SECCIÓN DEL DOCUMENTO:
El sol hace que el concreto y la poca pintura que queda de la estructura resalten. El tercer piso –donde quedaban habitaciones con capacidad para acoger a unas 20 personas– brota de la tierra como un prisionero del tiempo y la memoria. Se puede ingresar a lo que queda de la estructura por la parte de atrás y una vez adentro todo cambia.
FOTO: El interior del Hospital San Lorenzo
Ya no se siente calor, tampoco hay viento, lo que se levanta allí es una pesadez fría. Cuando el ruido de los carros y camiones que transitan por la carretera se opaca, aflora el aleteo y los chillidos de los murciélagos, mientras el olor a humedad y guano de a poco se intensifica hasta el desespero; me siento como una intrusa. Hay una energía muy fuerte en el ambiente, pero no estoy segura si es miedo lo que activa esa sensación.

FILAS PROPORCIONADAS:
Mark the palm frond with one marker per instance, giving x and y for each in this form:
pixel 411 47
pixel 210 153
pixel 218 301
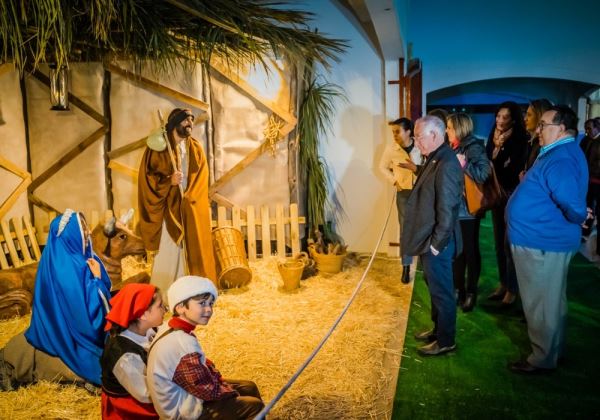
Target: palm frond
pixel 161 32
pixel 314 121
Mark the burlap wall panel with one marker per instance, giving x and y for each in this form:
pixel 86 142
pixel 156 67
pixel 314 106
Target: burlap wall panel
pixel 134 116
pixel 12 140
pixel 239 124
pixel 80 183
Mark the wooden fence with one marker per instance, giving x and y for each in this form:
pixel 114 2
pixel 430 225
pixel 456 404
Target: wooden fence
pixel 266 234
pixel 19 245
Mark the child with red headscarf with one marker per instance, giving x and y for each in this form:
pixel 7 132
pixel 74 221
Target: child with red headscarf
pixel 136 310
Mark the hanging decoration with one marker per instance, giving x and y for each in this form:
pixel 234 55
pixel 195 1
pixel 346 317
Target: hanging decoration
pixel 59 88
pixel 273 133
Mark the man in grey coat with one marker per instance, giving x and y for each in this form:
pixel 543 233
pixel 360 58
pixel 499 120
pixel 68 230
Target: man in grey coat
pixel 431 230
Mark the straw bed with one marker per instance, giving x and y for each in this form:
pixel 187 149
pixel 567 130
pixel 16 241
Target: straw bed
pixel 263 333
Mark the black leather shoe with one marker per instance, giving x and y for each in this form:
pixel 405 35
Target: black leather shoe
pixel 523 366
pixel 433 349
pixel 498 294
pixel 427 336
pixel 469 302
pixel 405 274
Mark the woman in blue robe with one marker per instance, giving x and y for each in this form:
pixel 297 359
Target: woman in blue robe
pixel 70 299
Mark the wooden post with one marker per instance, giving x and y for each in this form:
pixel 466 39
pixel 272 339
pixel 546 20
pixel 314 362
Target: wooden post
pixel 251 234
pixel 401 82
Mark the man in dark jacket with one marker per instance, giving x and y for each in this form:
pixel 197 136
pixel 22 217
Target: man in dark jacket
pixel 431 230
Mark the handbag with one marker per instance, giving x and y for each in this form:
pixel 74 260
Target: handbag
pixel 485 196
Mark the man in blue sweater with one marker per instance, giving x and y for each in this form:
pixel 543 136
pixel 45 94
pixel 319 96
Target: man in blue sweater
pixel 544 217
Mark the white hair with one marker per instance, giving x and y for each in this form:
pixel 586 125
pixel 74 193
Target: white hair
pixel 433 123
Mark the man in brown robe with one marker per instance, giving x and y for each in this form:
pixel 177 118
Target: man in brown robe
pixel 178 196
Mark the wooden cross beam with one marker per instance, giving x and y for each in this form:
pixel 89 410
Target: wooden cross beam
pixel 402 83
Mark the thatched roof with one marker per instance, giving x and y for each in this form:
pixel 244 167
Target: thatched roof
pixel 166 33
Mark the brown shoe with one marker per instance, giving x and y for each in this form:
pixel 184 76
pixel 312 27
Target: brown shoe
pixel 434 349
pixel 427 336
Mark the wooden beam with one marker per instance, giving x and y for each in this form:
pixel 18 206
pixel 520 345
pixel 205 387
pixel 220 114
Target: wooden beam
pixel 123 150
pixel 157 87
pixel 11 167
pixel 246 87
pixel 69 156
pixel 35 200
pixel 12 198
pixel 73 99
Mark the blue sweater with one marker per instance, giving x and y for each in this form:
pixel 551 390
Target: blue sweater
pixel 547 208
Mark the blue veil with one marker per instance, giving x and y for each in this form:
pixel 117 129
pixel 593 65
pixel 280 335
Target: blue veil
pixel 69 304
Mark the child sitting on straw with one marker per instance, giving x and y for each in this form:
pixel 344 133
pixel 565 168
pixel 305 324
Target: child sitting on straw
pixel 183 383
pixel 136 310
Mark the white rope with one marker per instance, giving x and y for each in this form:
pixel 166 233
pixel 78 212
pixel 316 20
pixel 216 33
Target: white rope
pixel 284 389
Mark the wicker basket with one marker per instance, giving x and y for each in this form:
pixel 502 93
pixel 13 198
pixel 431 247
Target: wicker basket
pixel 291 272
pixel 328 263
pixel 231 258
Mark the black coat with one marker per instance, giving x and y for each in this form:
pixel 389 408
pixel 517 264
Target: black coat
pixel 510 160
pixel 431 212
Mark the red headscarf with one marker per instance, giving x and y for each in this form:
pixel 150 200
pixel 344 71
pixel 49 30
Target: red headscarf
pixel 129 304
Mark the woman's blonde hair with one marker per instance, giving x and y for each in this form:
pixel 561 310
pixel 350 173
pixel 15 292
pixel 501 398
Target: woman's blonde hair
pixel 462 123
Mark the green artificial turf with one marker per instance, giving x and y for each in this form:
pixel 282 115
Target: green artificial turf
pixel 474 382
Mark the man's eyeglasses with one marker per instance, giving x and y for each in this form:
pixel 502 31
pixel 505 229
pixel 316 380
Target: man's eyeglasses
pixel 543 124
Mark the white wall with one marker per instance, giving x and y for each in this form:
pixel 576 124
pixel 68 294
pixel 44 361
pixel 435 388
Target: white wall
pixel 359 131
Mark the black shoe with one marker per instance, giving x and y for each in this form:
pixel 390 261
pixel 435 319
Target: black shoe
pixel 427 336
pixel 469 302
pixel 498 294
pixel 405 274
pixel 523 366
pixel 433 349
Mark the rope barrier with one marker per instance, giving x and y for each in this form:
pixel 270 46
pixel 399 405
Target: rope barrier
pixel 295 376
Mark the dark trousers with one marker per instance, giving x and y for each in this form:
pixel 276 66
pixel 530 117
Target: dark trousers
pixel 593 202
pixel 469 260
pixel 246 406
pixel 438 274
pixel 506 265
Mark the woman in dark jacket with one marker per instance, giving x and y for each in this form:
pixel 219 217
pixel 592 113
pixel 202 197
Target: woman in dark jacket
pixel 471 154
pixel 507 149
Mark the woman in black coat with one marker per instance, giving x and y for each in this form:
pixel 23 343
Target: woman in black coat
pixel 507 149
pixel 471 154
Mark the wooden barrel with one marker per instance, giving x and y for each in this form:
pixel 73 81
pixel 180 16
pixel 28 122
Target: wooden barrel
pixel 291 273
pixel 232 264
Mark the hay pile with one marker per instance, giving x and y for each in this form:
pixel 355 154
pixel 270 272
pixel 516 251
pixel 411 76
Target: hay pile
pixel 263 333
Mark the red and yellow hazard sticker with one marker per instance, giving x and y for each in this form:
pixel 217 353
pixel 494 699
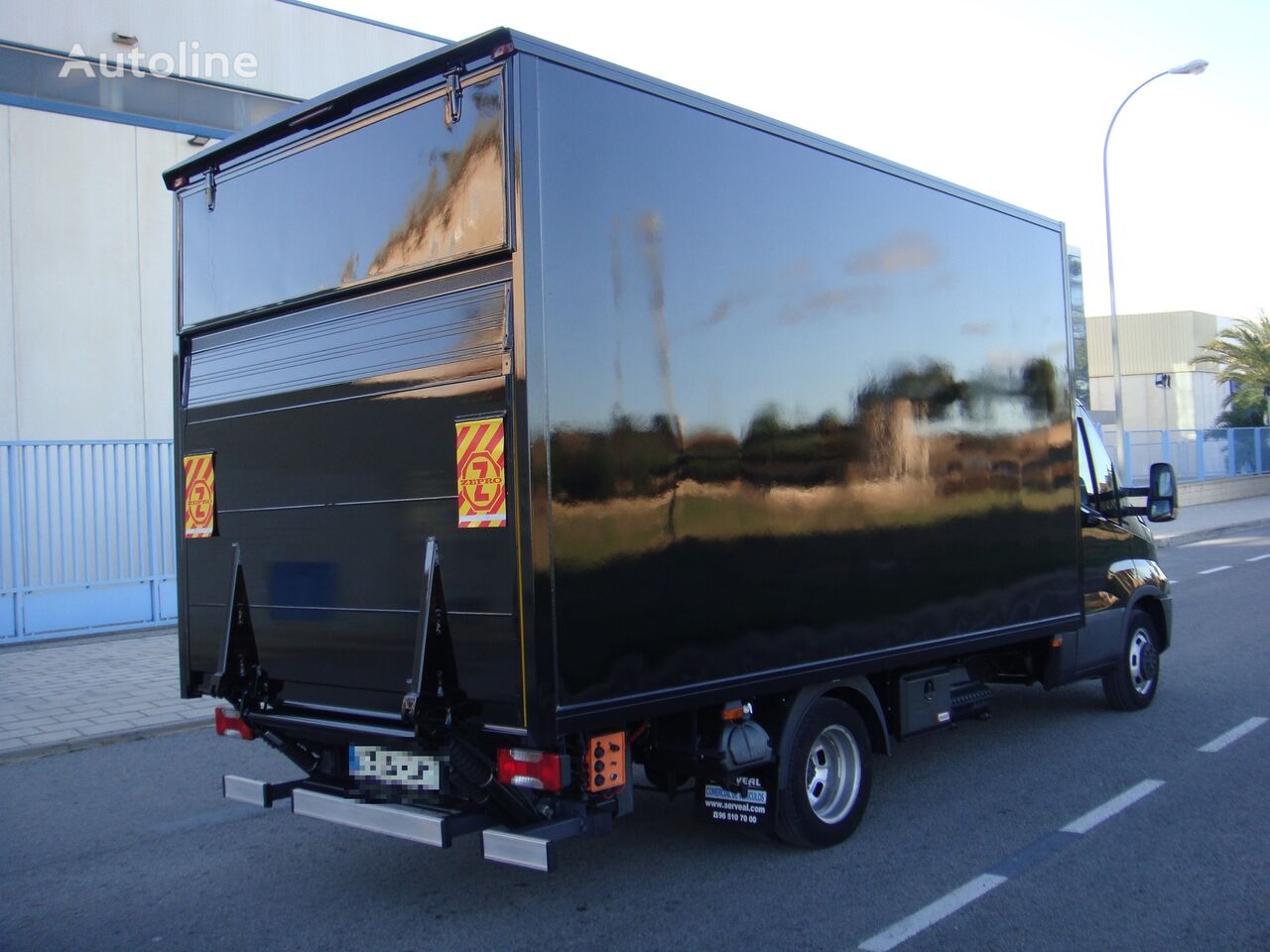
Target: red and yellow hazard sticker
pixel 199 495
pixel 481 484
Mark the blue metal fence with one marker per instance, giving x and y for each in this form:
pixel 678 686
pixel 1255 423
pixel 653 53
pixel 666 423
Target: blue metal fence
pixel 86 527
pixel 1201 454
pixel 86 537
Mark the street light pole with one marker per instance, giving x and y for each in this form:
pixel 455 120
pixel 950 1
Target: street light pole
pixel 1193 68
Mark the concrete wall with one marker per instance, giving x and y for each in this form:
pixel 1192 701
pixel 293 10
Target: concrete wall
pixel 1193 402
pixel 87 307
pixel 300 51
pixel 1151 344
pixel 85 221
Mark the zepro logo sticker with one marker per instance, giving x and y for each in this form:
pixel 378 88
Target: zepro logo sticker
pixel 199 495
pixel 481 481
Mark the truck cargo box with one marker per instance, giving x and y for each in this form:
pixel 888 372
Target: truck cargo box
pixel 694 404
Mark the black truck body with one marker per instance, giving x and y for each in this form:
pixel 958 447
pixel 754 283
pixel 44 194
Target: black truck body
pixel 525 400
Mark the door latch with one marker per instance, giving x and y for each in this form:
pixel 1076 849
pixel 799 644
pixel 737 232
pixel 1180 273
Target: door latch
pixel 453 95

==

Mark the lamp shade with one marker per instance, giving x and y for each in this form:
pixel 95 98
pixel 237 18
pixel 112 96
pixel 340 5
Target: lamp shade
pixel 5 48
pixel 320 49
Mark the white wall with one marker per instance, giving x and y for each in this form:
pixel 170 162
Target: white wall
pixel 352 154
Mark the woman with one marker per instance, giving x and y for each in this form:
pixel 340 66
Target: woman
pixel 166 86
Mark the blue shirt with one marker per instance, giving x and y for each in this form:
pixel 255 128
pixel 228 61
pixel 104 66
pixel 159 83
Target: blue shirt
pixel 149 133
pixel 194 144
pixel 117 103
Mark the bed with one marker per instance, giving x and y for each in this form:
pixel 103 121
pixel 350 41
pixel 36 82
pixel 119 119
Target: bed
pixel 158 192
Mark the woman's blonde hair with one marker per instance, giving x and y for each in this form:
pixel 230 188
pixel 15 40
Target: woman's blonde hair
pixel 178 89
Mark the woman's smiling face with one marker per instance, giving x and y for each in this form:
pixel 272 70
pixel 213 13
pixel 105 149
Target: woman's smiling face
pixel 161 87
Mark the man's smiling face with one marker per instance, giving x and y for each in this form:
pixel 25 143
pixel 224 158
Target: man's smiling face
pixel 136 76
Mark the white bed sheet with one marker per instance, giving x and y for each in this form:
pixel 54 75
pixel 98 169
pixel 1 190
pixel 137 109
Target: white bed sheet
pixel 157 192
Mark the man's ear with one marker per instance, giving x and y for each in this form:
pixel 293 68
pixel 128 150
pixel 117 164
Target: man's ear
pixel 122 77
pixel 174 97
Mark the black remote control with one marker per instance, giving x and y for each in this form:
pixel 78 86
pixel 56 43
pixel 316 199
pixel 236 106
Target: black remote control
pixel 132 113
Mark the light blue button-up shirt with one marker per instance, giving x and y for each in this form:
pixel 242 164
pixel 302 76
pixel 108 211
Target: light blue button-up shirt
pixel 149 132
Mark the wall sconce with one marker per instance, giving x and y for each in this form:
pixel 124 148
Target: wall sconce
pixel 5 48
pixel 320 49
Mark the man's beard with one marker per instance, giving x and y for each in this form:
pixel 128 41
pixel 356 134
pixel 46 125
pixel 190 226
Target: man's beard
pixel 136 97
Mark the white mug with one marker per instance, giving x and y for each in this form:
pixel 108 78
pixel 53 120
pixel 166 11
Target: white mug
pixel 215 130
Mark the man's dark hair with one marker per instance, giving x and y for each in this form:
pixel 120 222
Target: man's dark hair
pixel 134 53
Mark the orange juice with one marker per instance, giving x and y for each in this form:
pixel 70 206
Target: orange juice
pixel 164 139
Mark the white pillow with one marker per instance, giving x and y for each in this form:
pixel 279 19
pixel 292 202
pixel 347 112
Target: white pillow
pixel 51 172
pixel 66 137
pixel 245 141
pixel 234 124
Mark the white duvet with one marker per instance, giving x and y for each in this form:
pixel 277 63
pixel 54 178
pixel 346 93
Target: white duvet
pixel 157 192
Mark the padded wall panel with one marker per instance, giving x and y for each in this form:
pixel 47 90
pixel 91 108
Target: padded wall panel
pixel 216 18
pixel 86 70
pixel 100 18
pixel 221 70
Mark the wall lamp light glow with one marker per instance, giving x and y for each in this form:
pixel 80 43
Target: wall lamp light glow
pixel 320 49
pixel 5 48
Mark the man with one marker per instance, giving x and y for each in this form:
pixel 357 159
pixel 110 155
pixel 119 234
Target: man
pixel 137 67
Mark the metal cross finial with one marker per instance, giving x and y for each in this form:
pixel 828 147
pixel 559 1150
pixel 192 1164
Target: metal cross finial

SOBRE EL EJERCICIO:
Responde según el texto sobre el Hospital San Lorenzo:
1. ¿Para cuántas personas tenían capacidad las habitaciones del tercer piso?
2. ¿Por qué parte se puede ingresar a lo que queda de la estructura?
3. ¿De qué animales se oyen el aleteo y los chillidos en el interior?
Las filas proceden de otra fuente.

PROBLEMA RESUELTO:
1. Para unas 20 personas.
2. Por la parte de atrás.
3. De los murciélagos.